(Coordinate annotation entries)
####

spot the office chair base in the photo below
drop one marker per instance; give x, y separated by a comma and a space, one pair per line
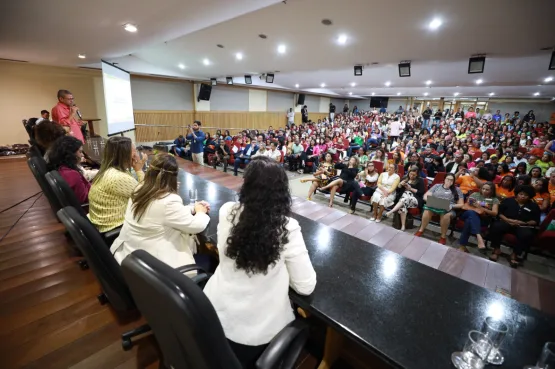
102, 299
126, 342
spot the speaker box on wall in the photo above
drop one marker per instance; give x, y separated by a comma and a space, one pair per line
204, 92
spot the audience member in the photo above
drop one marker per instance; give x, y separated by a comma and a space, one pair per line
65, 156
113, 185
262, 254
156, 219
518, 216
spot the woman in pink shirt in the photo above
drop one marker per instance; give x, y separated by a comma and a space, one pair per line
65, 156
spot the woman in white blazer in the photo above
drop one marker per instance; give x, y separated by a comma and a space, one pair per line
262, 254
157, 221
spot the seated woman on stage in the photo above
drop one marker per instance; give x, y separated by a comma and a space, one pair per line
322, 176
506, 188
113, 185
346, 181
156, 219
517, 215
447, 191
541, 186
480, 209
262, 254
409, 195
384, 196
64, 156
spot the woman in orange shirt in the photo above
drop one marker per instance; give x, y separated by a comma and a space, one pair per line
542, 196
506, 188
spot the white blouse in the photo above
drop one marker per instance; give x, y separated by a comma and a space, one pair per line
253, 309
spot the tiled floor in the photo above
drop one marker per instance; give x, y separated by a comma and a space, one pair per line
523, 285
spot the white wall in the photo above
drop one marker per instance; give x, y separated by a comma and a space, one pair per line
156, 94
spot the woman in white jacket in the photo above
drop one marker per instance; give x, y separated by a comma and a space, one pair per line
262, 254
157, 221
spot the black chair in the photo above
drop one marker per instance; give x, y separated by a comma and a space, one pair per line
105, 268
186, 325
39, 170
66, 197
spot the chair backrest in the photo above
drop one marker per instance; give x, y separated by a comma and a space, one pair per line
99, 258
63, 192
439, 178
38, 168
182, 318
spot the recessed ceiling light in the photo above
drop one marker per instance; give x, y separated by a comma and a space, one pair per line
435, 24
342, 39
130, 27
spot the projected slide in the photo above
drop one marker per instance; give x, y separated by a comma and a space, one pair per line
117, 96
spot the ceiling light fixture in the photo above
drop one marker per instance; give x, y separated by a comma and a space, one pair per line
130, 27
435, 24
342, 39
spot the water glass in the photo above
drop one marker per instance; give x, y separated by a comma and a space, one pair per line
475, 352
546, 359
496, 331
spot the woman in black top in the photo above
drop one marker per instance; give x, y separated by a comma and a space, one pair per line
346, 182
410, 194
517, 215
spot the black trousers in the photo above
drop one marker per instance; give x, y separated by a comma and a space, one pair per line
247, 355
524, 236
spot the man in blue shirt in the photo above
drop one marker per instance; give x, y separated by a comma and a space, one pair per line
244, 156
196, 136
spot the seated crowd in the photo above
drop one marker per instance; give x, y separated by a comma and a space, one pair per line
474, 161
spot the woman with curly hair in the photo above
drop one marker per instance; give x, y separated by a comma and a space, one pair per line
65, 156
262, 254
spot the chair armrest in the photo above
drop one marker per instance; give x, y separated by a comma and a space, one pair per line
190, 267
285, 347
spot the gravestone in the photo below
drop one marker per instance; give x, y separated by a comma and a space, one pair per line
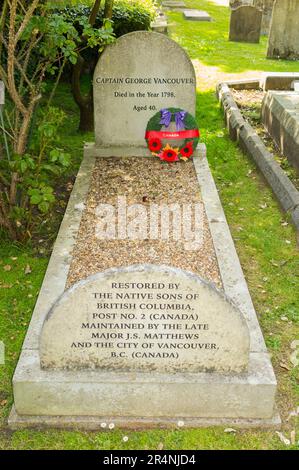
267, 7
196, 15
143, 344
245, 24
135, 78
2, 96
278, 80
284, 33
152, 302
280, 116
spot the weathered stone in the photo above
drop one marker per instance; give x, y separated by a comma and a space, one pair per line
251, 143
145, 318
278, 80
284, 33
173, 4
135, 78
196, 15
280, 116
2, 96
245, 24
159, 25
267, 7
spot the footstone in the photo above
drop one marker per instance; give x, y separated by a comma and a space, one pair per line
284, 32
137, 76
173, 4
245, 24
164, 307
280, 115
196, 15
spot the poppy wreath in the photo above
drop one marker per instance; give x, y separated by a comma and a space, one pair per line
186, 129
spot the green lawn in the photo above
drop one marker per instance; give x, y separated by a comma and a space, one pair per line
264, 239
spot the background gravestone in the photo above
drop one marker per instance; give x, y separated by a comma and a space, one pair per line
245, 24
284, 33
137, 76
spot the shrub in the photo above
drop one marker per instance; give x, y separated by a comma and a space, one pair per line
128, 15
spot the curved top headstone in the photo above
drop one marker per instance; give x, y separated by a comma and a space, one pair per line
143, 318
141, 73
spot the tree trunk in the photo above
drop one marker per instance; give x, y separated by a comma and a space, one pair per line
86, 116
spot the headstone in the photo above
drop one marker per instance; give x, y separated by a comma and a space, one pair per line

####

Your goal: Skip all pictures. Write out only the lines from the one containing "spot the chair armrest in the photo above" to the end of the listing above, inclusive, exactly as given.

Answer below:
spot the chair armrest in the photo above
drop one marker per instance; give x, y separated by a comma and a space, one pair per line
190, 267
285, 347
spot the gravestone in the photo below
drop one marker per instance; give x, y separated by a comma and a space, one pair per line
267, 7
196, 15
143, 344
245, 24
135, 78
2, 96
278, 80
284, 33
152, 302
280, 116
spot the weathered stone in the photo above
drop one marker per instance; give x, y separated by a comma and a space, one pair per line
251, 143
145, 318
278, 80
284, 33
173, 4
135, 78
196, 15
280, 116
2, 96
245, 24
159, 25
267, 7
spot the footstone in the photo above
drop one marker per instance; give x, y separated by a comma and a space, one pair per line
284, 32
137, 76
173, 4
245, 24
164, 307
280, 115
196, 15
spot the poppy wreath in the photo above
drop one marker per instance; give x, y separated by a comma and a space, one pair per line
186, 129
spot the green lawn in the photo above
drop one marker per instance; give x, y separated by a comma and a space, one pair per line
264, 239
spot the background gravestone in the photo above
drop one marker per instance; give x, y separated by a comma and a space, one pair per line
245, 24
284, 33
137, 76
spot the shrub in the photo above
drop one marker per instance; give x, y separated by a comma and a space, one pair per line
128, 15
spot the curved top headstone in the photo above
drop one marker per instance; give x, y separated by a comma and a space, one pair per line
143, 318
141, 73
spot the tree trunk in the photo above
drop one marker per instance; give x, y separated by a comma and a space, one pair per line
86, 116
spot the headstone in the photo above
drop one marker per instance; give x, y separated by a comma and a space, one pair per line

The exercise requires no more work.